WORK ITEM: How many lines in this material include the string "below"? Answer with the number and nothing further.

DATA Start Marker

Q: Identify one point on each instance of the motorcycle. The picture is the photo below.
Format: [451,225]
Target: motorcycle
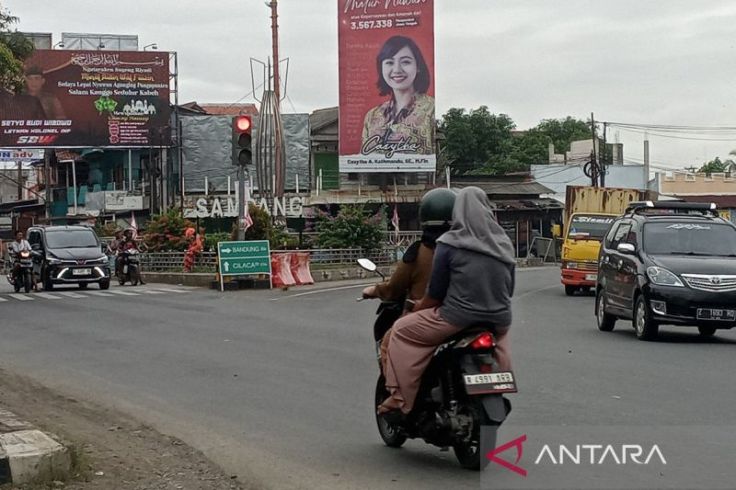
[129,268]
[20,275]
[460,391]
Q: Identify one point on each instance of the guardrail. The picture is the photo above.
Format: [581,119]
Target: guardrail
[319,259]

DATA End Marker
DATA Start Marker

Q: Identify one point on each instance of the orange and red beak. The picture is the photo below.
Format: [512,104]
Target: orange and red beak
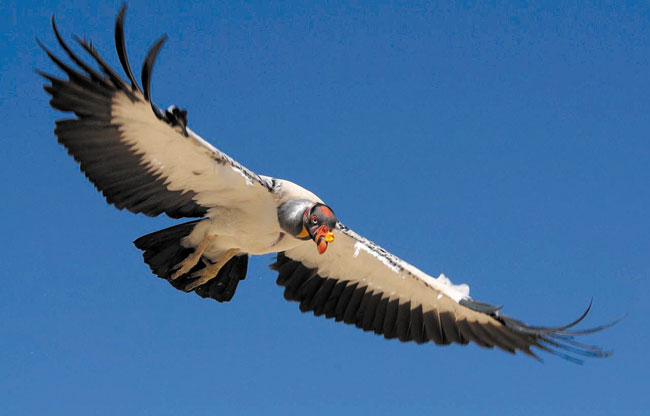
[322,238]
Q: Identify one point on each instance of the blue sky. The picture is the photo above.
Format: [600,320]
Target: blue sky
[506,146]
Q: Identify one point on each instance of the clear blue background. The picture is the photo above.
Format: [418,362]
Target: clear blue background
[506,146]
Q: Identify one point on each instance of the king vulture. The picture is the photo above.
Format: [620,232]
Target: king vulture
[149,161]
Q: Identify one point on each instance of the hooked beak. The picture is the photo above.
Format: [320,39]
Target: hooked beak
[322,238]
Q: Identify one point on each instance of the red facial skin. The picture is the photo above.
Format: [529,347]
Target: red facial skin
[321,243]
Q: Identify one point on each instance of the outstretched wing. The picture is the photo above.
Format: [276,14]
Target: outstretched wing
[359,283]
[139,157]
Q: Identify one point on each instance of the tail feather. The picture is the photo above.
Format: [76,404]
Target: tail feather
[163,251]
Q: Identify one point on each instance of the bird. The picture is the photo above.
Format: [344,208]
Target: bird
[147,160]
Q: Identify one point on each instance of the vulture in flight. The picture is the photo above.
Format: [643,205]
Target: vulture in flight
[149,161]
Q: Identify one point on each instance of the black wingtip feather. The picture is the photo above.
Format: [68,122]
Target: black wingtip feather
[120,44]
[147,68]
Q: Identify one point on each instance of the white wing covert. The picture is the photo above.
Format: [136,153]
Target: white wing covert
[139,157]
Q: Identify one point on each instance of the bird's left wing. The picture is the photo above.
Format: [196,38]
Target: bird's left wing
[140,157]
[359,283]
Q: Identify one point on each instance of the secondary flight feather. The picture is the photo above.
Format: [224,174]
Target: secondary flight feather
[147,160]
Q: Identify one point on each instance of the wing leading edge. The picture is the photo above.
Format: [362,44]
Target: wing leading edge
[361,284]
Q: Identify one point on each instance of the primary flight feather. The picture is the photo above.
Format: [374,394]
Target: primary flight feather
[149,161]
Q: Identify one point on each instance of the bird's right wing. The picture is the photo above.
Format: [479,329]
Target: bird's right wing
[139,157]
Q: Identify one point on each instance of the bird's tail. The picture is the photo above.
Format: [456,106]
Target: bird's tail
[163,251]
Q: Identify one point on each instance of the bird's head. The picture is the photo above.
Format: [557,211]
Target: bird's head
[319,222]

DATA End Marker

ANSWER FOR THE TASK: 2